Selected extract:
New York’s St. Lawrence County — the state’s largest — is also its northernmost, bordered by the St. Lawrence River and, across the river, Canada. The part of the river bordering the small towns in the northwest corner of the county is known as the ‘Thousand Islands,’ named after some 1800 islands in just a few miles of river. It developed as a playground for the rich and super-rich during the ‘Gilded Age’ between the Civil War and World War I, with wealthy families buying whole islands and building vacation homes on them. George M. Pullman of sleeping car fame, as well as the heads of Scribner’s Magazine, Macy’s Department Store, the American Tobacco Company, and the Singer Sewing Machine Company were some of the executives creating such island ‘castles’. For the merely rich, sumptuous hotels were erected on islands and shore alike, reached by rail and then river steamboats. It was quite common for families of the rich to spend all summer there to escape the heat of New York City.
Today the renown of the Thousand Islands has largely disappeared. For the enjoyment of the remaining summer tourists, some old town halls along the river, once luxurious with second floor theaters devoted to opera production, have been renovated and the upstairs turned into auditoriums for contemporary music and theater with the downstairs now made into gift shops selling local art and crafts. Out on the river one can still buy passage on a tour boat to learn the history of the castles and mansions one is drifting by, built during the region’s heyday.
Agriculture, of course, has long been the occupation of the not-so-rich of the area. The farmland soil along the river is as flat as alluvial soil deposited anywhere, but is not ideal for agriculture composed as it is largely of glacial till with marine silt and clay sediments. Yet it is good enough to have supported numerous dairies over the years. Before the advent of fluid milk as the diary product of choice, butter and cheese sales paid the farm mortgage. In the 1880s there were 92 creameries in the county, 7 in the town of Hammond alone. Factory Road in that town was so named because of the cream ‘factory’ situated there.
Although that factory has long been gone, failing as dairy preferences changed and demand mounted for fluid milk in the early part of the 20th century, a farm on Factory Road, two miles from Canada, is where Brian and Liz Bawden have raised their family and still milk 55 cows.

Material shown:
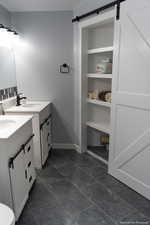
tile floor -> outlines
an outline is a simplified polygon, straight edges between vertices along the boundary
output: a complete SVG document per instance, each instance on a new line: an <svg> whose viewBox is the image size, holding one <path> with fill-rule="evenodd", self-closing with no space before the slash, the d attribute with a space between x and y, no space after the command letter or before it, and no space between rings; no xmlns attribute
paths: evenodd
<svg viewBox="0 0 150 225"><path fill-rule="evenodd" d="M74 150L53 150L17 225L150 224L150 201Z"/></svg>

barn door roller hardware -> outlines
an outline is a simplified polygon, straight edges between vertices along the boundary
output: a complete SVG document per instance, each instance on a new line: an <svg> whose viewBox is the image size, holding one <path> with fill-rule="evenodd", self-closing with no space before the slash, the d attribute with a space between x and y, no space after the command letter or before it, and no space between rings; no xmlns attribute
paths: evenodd
<svg viewBox="0 0 150 225"><path fill-rule="evenodd" d="M104 5L104 6L100 7L100 8L98 8L98 9L95 9L93 11L85 13L85 14L83 14L81 16L76 16L74 19L72 19L72 22L73 23L74 22L79 22L80 20L85 19L86 17L92 16L94 14L99 14L100 12L102 12L102 11L104 11L106 9L112 8L114 6L117 6L116 19L119 20L119 18L120 18L120 4L121 4L121 2L124 2L124 1L126 1L126 0L116 0L114 2L111 2L111 3L107 4L107 5Z"/></svg>

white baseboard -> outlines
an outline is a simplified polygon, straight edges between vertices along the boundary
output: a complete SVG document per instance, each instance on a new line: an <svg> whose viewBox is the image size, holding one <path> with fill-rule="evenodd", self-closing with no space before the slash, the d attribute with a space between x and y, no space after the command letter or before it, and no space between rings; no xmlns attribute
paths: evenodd
<svg viewBox="0 0 150 225"><path fill-rule="evenodd" d="M52 146L54 149L66 149L66 150L74 149L78 153L81 153L80 147L76 144L54 143Z"/></svg>

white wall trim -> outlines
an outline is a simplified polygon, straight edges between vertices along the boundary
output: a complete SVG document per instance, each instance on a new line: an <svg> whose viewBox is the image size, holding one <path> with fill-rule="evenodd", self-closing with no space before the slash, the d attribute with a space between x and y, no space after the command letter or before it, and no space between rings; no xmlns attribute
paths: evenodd
<svg viewBox="0 0 150 225"><path fill-rule="evenodd" d="M80 147L79 145L76 144L69 144L69 143L54 143L52 145L52 147L54 149L66 149L66 150L70 150L70 149L74 149L76 150L78 153L81 153Z"/></svg>

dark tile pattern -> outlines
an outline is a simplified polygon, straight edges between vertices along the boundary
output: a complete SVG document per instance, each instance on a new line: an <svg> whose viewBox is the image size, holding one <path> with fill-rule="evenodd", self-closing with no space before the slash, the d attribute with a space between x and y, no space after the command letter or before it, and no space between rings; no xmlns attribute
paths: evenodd
<svg viewBox="0 0 150 225"><path fill-rule="evenodd" d="M150 224L150 201L74 150L53 150L17 225Z"/></svg>
<svg viewBox="0 0 150 225"><path fill-rule="evenodd" d="M16 96L17 87L10 87L0 90L0 101Z"/></svg>

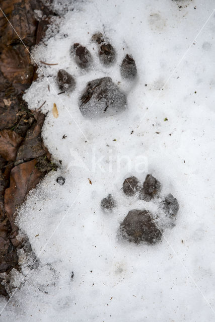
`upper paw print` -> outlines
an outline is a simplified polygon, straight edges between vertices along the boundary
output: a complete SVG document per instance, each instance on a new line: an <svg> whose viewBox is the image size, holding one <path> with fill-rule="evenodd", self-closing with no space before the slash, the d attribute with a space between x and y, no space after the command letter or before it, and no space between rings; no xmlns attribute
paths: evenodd
<svg viewBox="0 0 215 322"><path fill-rule="evenodd" d="M101 64L106 68L114 64L117 59L116 50L103 35L101 33L95 34L92 37L92 41L98 47L98 55ZM76 43L72 45L70 55L76 63L85 72L87 72L92 67L93 56L82 44ZM121 81L133 81L136 77L136 64L131 55L125 55L121 63L120 71ZM58 71L56 83L61 92L71 93L76 86L75 77L63 69ZM110 76L89 82L79 101L81 112L88 117L112 115L124 110L126 106L125 93Z"/></svg>
<svg viewBox="0 0 215 322"><path fill-rule="evenodd" d="M176 198L171 194L162 196L160 182L151 174L147 175L143 184L134 176L126 178L122 190L129 198L136 195L139 200L145 203L156 203L158 209L153 213L146 209L145 203L140 209L128 211L120 225L120 236L136 244L144 242L153 245L160 242L164 230L175 225L179 210ZM102 200L101 206L104 210L109 212L117 207L111 194Z"/></svg>

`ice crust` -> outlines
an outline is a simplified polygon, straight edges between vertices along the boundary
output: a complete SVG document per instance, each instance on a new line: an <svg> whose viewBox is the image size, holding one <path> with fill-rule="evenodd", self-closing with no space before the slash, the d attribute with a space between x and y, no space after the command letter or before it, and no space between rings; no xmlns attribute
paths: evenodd
<svg viewBox="0 0 215 322"><path fill-rule="evenodd" d="M47 175L20 210L19 226L39 265L29 270L23 258L21 274L11 272L17 279L11 286L20 278L22 286L0 320L212 322L214 13L195 37L213 2L92 0L70 5L74 10L57 19L59 32L32 52L48 77L38 69L39 78L25 99L35 109L46 101L43 137L62 166ZM58 9L57 2L54 6L63 10L63 3ZM117 61L109 68L101 65L91 41L99 31L116 50ZM93 55L87 72L69 55L75 43ZM137 66L134 82L120 77L126 53ZM58 65L45 66L40 60ZM60 68L76 78L71 94L57 95ZM99 120L86 118L80 97L88 82L105 76L126 93L127 108ZM176 225L165 230L161 243L137 246L118 238L120 224L134 209L156 214L158 203L126 196L121 188L126 178L135 176L143 182L148 173L160 181L162 194L177 198L180 208ZM59 176L65 179L63 185L56 182ZM100 203L109 194L117 206L107 214ZM161 224L163 220L164 216ZM6 300L0 303L3 308Z"/></svg>

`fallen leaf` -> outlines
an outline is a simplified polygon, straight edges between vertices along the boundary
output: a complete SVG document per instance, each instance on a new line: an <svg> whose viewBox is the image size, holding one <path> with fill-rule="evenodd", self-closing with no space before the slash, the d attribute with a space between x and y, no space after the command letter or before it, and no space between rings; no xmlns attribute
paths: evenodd
<svg viewBox="0 0 215 322"><path fill-rule="evenodd" d="M57 106L55 103L54 103L53 105L52 114L53 115L54 117L55 117L55 119L58 117L58 111L57 111Z"/></svg>
<svg viewBox="0 0 215 322"><path fill-rule="evenodd" d="M45 115L40 112L37 113L37 122L28 130L25 139L18 149L16 161L28 160L36 158L45 154L41 137L41 129L45 120Z"/></svg>
<svg viewBox="0 0 215 322"><path fill-rule="evenodd" d="M10 187L5 193L5 209L12 227L12 242L17 246L15 240L18 228L15 224L16 211L23 202L26 195L35 188L44 177L36 167L37 160L33 159L15 167L11 171Z"/></svg>
<svg viewBox="0 0 215 322"><path fill-rule="evenodd" d="M5 48L1 55L0 68L4 76L19 90L25 90L30 85L34 67L22 44Z"/></svg>
<svg viewBox="0 0 215 322"><path fill-rule="evenodd" d="M0 131L0 155L7 161L15 161L23 138L14 131Z"/></svg>

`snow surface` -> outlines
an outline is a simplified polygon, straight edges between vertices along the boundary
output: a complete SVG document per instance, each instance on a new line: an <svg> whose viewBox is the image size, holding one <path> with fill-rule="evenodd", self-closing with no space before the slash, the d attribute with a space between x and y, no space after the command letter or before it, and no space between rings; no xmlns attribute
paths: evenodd
<svg viewBox="0 0 215 322"><path fill-rule="evenodd" d="M25 99L30 109L46 101L43 137L62 166L47 175L20 210L20 227L40 265L29 270L24 256L22 274L12 271L13 286L19 280L22 286L5 307L1 299L1 320L215 320L213 3L74 2L73 11L56 19L56 28L32 51L42 72ZM97 31L117 51L110 68L101 65L91 41ZM69 56L75 42L93 54L89 71ZM132 84L120 76L126 53L137 68ZM70 94L56 95L60 68L76 77ZM104 76L120 82L127 108L86 119L79 98L87 82ZM160 181L164 194L177 198L180 209L176 225L165 231L161 243L136 246L118 238L120 222L129 210L155 211L157 205L124 196L121 187L128 176L143 181L147 173ZM56 182L59 176L65 178L63 186ZM109 193L117 203L112 214L100 206Z"/></svg>

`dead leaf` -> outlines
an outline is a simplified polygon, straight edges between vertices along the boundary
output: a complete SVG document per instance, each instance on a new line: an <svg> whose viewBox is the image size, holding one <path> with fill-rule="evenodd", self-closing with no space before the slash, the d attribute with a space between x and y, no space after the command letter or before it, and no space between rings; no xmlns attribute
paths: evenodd
<svg viewBox="0 0 215 322"><path fill-rule="evenodd" d="M37 160L33 159L16 166L11 172L10 187L5 193L5 209L12 227L12 238L17 234L17 227L14 220L17 208L23 202L26 195L44 177L36 167L36 164ZM12 239L14 245L14 242Z"/></svg>
<svg viewBox="0 0 215 322"><path fill-rule="evenodd" d="M57 118L59 116L58 111L57 111L57 106L55 103L53 105L52 114L55 119Z"/></svg>
<svg viewBox="0 0 215 322"><path fill-rule="evenodd" d="M14 131L0 131L0 155L7 161L15 161L23 138Z"/></svg>
<svg viewBox="0 0 215 322"><path fill-rule="evenodd" d="M36 158L45 154L41 136L45 115L42 113L38 112L36 117L36 123L34 124L28 130L25 139L18 149L16 161Z"/></svg>
<svg viewBox="0 0 215 322"><path fill-rule="evenodd" d="M1 55L0 68L4 76L19 90L25 90L30 85L34 67L22 44L5 48Z"/></svg>

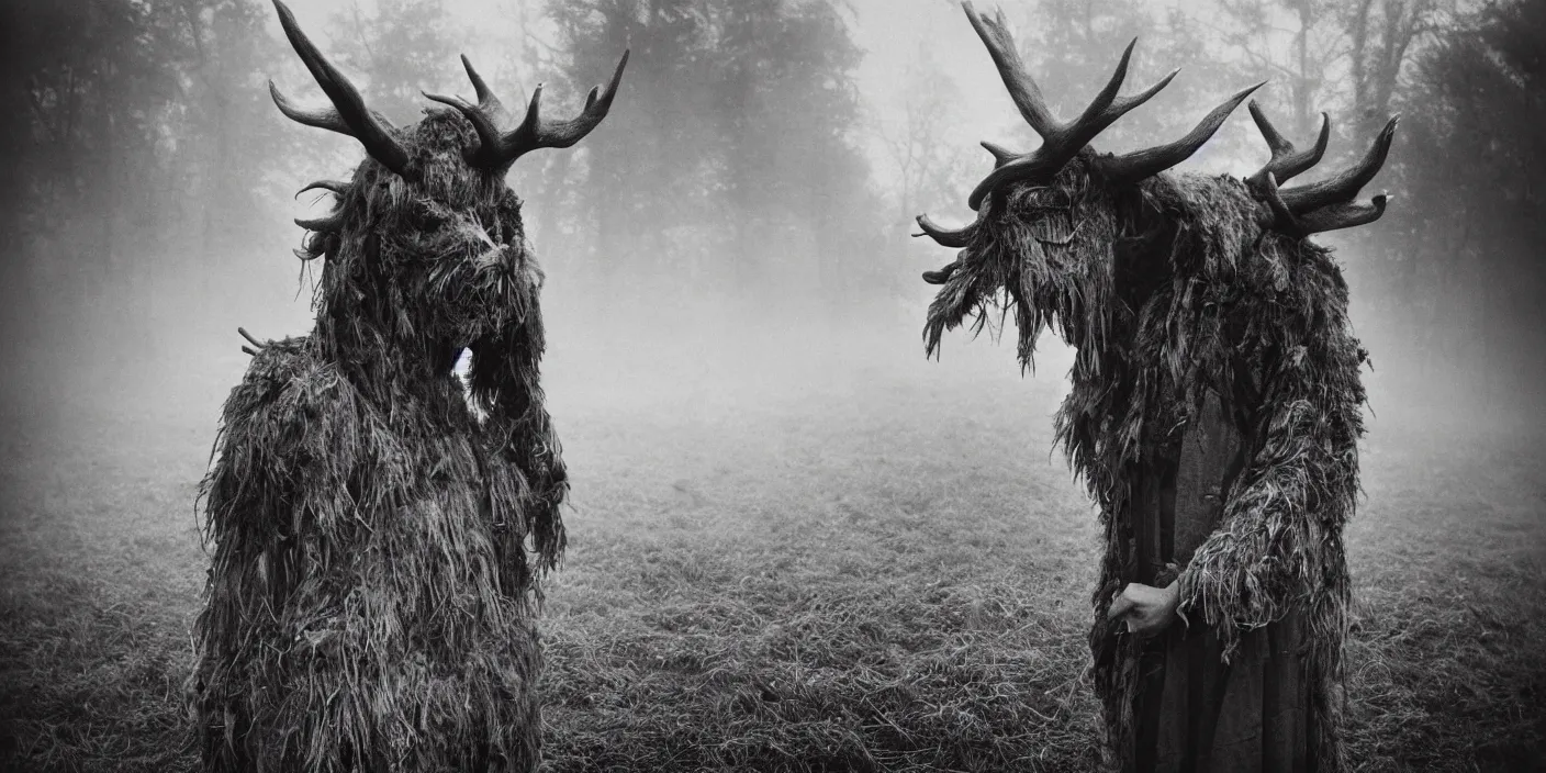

List of tasks:
a: From the passage on St. Lawrence County, transcribe the part that opens with the words containing "Although that factory" and closes with "milk 55 cows.".
b: According to the St. Lawrence County passage, how many creameries did the county have in the 1880s?
c: Resume the passage on St. Lawrence County and its farms, picking up after its final sentence.

Responses for each task:
a:
Although that factory has long been gone, failing as dairy preferences changed and demand mounted for fluid milk in the early part of the 20th century, a farm on Factory Road, two miles from Canada, is where Brian and Liz Bawden have raised their family and still milk 55 cows.

b: 92

c:
Liz is president of NODPA (Northeast Organic Dairy Producers Association) and a member of the NOFA-NY board.
“I grew up in Springfield, Massachusetts,” she relates. “My dad was an accountant. But I went to UMass and I always wanted to farm. I remember a conversation with my dad and he looked me in the eye and said: ‘Do you have any idea how hard your grandparents worked to get off their farm?’ (She laughs.) That was true. I remember my grandmother hated cows!”
Liz was trained as a naturalist. She worked in parks and museums, mostly – for the Audubon Society in Massachusetts, the Connecticut Children’s Museum in West Hartford, the Dallas Nature Center, and ended up with the Toronto Conservation Authority at Blackcreek Village, organizing their interpretive staff. That is where she met and soon married Brian, becoming a dairy farmer by marrying one.
“It’s handy on the farm,” she suggests, “to have a person who knows how to identify grasses or knows what kind of a tree that is. Being a naturalist isn’t bad, but I’m not so good at fixing things!”
Bawden feels that farming, for women, is a way of working to contribute to the support of the home, and raising your family at the same time.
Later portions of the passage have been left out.